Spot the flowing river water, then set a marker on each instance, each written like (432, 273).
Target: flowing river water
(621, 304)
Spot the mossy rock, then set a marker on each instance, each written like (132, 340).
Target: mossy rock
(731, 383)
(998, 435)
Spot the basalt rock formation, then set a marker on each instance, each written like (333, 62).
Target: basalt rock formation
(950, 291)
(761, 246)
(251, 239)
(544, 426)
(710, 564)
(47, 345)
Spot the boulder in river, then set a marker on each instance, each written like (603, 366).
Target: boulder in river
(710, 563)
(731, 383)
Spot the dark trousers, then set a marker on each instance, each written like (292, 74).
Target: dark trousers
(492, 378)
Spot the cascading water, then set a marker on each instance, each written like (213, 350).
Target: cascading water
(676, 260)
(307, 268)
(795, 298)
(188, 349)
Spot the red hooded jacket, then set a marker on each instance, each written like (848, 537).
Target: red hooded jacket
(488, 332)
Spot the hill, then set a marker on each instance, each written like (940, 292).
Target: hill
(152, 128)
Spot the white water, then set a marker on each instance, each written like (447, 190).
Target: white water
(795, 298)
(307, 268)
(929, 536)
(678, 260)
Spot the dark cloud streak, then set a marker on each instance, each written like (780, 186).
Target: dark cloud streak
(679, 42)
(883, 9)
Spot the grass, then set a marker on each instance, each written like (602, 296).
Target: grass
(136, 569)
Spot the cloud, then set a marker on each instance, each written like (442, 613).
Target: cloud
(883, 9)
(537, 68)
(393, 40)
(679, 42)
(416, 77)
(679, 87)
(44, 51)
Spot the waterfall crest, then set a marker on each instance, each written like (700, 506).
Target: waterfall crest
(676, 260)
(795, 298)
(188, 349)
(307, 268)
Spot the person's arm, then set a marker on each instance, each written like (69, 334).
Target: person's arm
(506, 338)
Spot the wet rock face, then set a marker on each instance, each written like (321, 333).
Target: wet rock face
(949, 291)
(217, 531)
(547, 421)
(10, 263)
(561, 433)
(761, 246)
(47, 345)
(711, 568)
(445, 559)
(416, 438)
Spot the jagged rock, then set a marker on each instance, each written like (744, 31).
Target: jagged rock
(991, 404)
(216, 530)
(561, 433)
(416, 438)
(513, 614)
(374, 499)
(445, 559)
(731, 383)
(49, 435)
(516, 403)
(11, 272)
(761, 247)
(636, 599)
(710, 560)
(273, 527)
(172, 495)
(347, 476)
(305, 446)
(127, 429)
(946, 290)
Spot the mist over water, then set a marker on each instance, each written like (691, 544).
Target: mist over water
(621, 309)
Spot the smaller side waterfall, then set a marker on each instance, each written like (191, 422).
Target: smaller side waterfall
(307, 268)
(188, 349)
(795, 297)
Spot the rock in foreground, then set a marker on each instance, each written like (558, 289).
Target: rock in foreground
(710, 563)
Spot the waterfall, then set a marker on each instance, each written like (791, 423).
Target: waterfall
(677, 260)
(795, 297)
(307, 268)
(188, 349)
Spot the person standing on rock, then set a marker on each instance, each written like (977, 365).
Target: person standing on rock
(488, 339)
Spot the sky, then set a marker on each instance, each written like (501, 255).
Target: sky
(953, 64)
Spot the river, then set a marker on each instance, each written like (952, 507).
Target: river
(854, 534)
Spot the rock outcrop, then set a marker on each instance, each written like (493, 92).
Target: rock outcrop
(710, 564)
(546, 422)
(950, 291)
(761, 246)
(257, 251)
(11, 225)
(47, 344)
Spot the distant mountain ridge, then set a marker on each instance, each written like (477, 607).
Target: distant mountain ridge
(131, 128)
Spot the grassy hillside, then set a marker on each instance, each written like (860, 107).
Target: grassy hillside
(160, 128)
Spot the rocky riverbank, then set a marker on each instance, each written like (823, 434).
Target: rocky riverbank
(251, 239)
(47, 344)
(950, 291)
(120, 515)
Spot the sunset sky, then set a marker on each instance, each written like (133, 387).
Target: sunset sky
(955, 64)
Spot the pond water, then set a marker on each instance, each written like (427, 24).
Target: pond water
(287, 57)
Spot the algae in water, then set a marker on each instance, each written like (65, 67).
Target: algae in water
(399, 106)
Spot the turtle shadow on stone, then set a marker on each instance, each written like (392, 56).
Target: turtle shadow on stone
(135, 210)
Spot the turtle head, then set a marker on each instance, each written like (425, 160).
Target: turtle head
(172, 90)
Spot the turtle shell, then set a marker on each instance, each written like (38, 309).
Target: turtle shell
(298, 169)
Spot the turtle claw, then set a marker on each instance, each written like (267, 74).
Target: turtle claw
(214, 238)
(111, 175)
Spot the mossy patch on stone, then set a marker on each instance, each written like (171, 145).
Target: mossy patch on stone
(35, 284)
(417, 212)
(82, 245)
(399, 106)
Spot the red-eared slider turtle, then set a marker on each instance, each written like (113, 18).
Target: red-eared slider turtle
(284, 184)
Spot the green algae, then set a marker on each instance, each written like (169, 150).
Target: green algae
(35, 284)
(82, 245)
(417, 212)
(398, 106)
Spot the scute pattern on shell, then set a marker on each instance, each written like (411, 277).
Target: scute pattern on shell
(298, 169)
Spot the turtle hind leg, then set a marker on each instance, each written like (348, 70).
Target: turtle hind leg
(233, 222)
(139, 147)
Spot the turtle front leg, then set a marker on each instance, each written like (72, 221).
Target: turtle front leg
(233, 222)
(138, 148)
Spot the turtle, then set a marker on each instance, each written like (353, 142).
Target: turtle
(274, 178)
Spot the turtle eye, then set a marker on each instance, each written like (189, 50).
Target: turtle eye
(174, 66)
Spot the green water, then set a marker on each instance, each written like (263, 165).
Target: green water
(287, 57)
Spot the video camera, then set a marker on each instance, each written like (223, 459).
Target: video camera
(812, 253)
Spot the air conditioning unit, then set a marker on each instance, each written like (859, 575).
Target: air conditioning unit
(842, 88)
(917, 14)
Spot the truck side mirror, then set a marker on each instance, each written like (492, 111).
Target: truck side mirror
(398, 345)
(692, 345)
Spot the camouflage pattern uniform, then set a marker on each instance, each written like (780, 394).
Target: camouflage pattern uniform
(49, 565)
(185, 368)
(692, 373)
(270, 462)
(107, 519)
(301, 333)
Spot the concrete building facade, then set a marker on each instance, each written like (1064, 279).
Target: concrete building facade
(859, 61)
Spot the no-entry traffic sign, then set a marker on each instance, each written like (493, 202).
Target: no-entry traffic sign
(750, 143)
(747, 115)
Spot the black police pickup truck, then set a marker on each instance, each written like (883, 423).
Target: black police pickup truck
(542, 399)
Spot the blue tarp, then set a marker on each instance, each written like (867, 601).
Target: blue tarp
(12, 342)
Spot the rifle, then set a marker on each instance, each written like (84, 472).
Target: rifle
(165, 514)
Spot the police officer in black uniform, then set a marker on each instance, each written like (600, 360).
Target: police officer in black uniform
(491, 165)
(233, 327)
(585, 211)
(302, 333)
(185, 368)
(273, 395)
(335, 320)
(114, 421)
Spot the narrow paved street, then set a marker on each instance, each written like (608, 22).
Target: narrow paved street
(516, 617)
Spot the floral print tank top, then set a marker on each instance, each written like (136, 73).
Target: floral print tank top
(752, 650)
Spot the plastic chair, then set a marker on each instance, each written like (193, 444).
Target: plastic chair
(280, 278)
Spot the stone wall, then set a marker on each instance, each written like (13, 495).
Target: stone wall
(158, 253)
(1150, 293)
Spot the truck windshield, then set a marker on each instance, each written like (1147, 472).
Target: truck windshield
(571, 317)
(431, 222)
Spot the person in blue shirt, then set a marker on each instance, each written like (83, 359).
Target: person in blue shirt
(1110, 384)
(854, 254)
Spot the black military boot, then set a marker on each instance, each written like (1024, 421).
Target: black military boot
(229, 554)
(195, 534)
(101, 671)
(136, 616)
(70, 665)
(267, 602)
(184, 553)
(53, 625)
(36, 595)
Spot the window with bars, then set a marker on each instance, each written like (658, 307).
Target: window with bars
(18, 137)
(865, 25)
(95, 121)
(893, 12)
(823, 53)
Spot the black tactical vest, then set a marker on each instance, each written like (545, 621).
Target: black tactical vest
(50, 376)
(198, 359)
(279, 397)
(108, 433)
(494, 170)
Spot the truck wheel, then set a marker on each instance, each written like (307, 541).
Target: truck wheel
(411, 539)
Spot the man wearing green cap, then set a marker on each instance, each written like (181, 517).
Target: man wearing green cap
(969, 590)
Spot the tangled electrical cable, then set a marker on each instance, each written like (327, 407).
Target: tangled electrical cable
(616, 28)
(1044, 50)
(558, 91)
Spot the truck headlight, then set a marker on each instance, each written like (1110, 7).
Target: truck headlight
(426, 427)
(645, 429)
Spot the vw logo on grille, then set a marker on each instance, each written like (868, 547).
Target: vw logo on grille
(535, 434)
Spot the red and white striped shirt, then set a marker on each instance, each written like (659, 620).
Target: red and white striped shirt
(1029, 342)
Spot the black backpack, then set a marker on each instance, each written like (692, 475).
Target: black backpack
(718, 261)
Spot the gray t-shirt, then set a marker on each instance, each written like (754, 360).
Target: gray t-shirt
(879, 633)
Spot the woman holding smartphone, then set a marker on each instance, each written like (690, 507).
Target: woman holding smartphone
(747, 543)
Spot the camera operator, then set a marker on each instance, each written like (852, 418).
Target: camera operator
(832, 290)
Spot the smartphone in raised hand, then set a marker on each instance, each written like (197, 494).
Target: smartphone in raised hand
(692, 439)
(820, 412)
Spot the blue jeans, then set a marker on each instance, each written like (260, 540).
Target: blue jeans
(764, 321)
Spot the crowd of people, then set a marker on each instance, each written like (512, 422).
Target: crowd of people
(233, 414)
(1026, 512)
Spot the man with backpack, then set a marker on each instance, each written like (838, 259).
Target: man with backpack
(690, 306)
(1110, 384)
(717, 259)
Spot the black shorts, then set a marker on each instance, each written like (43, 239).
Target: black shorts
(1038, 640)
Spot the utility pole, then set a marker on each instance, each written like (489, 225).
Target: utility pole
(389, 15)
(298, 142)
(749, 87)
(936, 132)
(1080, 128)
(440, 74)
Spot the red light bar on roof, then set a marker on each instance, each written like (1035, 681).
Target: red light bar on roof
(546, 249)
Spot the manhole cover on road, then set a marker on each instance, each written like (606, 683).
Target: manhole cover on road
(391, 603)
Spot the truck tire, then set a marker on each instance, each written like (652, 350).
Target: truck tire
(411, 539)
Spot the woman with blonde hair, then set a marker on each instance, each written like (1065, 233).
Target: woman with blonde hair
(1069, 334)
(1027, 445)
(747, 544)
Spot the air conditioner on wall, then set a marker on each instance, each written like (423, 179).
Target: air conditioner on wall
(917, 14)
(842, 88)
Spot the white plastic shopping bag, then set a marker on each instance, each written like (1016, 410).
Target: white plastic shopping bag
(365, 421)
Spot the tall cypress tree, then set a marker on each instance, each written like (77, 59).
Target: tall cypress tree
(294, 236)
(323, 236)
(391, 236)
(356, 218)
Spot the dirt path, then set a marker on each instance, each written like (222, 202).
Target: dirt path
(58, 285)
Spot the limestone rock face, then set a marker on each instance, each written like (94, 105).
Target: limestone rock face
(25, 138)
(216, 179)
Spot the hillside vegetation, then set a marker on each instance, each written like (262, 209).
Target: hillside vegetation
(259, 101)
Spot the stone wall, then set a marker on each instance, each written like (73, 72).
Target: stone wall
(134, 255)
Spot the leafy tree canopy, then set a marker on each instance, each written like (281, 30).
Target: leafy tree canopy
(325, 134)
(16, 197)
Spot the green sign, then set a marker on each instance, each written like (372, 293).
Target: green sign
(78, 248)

==================================================

■ **Task description**
Give back exactly the lines of the listing above that run from the line with "Target: flowing river water" to the line with "Spot the wet", inclusive.

■ **Answer for this exercise**
Target: flowing river water
(621, 304)
Spot the mossy rock, then set a marker on each instance, each written like (132, 340).
Target: mossy rock
(731, 383)
(998, 435)
Spot the basalt rock formation, then set a marker on each instance, each written like (333, 62).
Target: basalt rock formation
(950, 291)
(761, 246)
(251, 239)
(544, 426)
(710, 564)
(47, 345)
Spot the boulder in river, then set a marker on each instance, each written like (603, 366).
Target: boulder in river
(710, 563)
(731, 383)
Spot the dark trousers, then set a marker on each instance, each written like (292, 74).
Target: dark trousers
(492, 378)
Spot the cascading water, then set a marker on each instance, each written like (213, 350).
Target: cascading water
(676, 260)
(307, 268)
(795, 298)
(188, 349)
Spot the red hooded jacket, then set a marker on each instance, each written like (848, 537).
Target: red hooded jacket
(488, 332)
Spot the hill, then set a marker on each instance, each written like (940, 292).
Target: hill
(152, 128)
Spot the white water, then set a marker on each instance, each written like (447, 190).
Target: white water
(795, 298)
(307, 268)
(929, 536)
(678, 260)
Spot the dark cloud streak, then set a marker on each instance, each written like (780, 186).
Target: dark cloud streak
(679, 42)
(883, 9)
Spot the grass, then set a marker on each instance, each written like (602, 296).
Target: grass
(136, 569)
Spot the cloud, then set a marker on each instance, each written like (442, 613).
Target: cloud
(883, 9)
(537, 68)
(393, 40)
(679, 42)
(416, 77)
(679, 87)
(44, 51)
Spot the waterfall crest, then set a marker on each instance, each written like (700, 506).
Target: waterfall crest
(676, 260)
(795, 298)
(188, 349)
(307, 268)
Spot the person's arm, then set a marker on each instance, each written like (69, 334).
Target: person's arm
(506, 338)
Spot the wet rock face, then set a marker on each instance, each written like (321, 333).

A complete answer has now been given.